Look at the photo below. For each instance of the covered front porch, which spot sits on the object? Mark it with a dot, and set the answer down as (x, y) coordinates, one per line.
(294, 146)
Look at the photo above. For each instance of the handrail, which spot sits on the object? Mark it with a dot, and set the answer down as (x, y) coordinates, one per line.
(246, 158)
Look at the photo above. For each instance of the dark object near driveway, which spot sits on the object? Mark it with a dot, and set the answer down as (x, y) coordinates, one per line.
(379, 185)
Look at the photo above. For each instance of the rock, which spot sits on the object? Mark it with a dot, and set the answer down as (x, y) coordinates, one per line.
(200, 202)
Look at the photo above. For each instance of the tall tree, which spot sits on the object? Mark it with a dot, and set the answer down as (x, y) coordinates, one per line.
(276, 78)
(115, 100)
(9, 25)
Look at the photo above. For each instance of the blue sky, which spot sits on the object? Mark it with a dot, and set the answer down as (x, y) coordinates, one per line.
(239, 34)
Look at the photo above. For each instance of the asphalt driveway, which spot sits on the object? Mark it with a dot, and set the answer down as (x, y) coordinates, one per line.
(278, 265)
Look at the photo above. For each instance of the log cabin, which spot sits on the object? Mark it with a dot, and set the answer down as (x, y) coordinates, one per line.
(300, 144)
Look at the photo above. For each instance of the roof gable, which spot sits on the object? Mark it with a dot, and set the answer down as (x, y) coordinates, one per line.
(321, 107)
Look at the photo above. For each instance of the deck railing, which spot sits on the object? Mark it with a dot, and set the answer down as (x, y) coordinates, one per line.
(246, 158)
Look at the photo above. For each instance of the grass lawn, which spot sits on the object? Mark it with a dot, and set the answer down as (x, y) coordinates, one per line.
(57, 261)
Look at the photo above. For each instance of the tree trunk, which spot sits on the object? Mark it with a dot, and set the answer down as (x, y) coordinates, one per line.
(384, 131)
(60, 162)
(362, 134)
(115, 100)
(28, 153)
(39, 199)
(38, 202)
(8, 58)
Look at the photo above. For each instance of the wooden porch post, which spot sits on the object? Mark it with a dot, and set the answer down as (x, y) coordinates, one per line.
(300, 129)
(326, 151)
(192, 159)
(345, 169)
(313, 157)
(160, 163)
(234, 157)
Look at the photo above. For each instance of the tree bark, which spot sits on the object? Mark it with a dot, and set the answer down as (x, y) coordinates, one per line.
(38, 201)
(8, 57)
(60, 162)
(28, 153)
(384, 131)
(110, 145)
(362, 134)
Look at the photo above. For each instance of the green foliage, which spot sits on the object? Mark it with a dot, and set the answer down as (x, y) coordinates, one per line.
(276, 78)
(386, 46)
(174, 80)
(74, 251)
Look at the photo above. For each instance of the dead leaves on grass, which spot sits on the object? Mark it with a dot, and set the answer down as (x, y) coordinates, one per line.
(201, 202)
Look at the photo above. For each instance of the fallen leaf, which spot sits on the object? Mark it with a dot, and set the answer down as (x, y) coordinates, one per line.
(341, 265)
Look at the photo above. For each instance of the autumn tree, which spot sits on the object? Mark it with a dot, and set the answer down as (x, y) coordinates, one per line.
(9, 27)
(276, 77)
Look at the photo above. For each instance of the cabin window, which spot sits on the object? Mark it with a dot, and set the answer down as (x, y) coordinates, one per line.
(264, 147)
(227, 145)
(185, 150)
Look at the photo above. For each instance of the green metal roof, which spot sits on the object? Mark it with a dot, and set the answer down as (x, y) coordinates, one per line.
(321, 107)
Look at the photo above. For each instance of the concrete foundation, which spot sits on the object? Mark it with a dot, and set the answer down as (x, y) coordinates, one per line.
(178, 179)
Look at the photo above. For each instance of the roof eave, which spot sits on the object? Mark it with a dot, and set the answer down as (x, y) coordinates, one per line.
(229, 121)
--------
**Task statement**
Reproduce the material above, every line of it, exactly.

**Complete response**
Look at the photo below. For each instance of the covered front porch, which spot sits on the object? Mark it with a dot, and set the answer down as (x, y) coordinates, one per line.
(294, 146)
Look at the photo above. For each instance of the handrail, which spot sits on the object? Mark it with a dot, and set the answer down as (x, y) coordinates, one per line.
(246, 158)
Look at the photo above. For each instance of the dark object near driveway, which spot sits on the object? Mark it with a dot, and set the answer down as (x, y) coordinates, one per line.
(379, 185)
Look at the photo above. For each instance of the rock, which spot sits on the object? Mark it with a dot, and set the answer down as (x, y) coordinates, one per line.
(200, 202)
Look at the photo above. For each instance of the tall tree, which spot sits on the object? Mark it with a dot, and set the answer down as (x, y) coordinates, one per line.
(276, 78)
(115, 100)
(9, 25)
Look at the photo above. For each instance of the blue sky, which spot sits on the object? Mark it with a dot, and set the answer down as (x, y) coordinates, one per line.
(239, 34)
Look at the photo above. For each instance of the asphalt driveway, which spot sits on the object? Mark it with a dot, and set the answer down as (x, y) coordinates, one per line.
(278, 265)
Look at the photo above. For each instance of the log cabin, which spot sits on the object? Mark it with a dot, and set the answer down as (x, y) coordinates, one per line.
(300, 144)
Look at the photo above. For each instance of the roof gable, which spot sits on the object? Mark it with a dot, and set the answer down as (x, y) coordinates, one per line.
(321, 107)
Look at the photo above. For each instance of the deck railing, which spot sits on the object? Mark it with a dot, and set the answer down as (x, y) coordinates, one per line.
(246, 158)
Look at the photo above. For each instance of the grass lawn, which spot sits on the object? Mark it with a dot, and set the answer down as (x, y) coordinates, one per line.
(57, 261)
Look at the photo above. For each instance of the tree trunk, which spot sits on the object? Mark it with a dot, and set the answer down as (x, y) coordinates, one per line.
(384, 131)
(60, 162)
(362, 134)
(115, 100)
(28, 153)
(39, 199)
(38, 202)
(8, 58)
Look at the photo above. For each instance of the wooden porch post, which spot sits on the object? Mark it with a dot, and set the answer down as (x, y) coordinates, one per line.
(300, 129)
(326, 151)
(192, 159)
(345, 169)
(313, 157)
(160, 163)
(234, 157)
Look at the photo above. For each instance of the tree bark, which spot sits on the object? Mark it with a dot, and set the answer down as (x, y) coordinates, one per line.
(38, 201)
(8, 57)
(60, 162)
(28, 153)
(384, 131)
(110, 145)
(362, 134)
Look at the photo above. For each instance of the green foliage, which spot sits on the object? Mark it with a dot, and set the answer down as (x, y) coordinates, one per line.
(276, 78)
(386, 46)
(174, 80)
(74, 251)
Look at the photo above. For each instance of the dead leaves on grass, which spot sits on the object? Mark it with a dot, and set the answer down as (x, y) coordinates, one per line.
(201, 202)
Look at the photo above. For each instance of the fallen leaf, which spot sits on the object? Mark it with a dot, and set the answer down as (x, y) coordinates, one per line.
(341, 265)
Look at the photo above. For each instance of the autumn tree, which spot sits on the object? Mark it with a dot, and set the answer down as (x, y) coordinates, one per line.
(9, 27)
(276, 77)
Look at the photo above. For each instance of the cabin window, which spot sits on the object? Mark it with a dot, and set the answer down as (x, y) coordinates, one per line.
(264, 147)
(227, 145)
(185, 150)
Look at the photo above. For each instance of the green metal roof, which spot sits on the object? Mark it with a dot, and set the answer down as (x, y) coordinates, one per line.
(321, 107)
Look at the photo above. For each instance of the concrete foundation, which spot sits on the object? Mark it with a dot, and set the answer down as (x, y) coordinates, one per line.
(178, 179)
Look at the photo above. For each instance of the roof eave, which spot sits on the object? Mark it with a dot, and set the answer down as (x, y) coordinates, one per line.
(229, 121)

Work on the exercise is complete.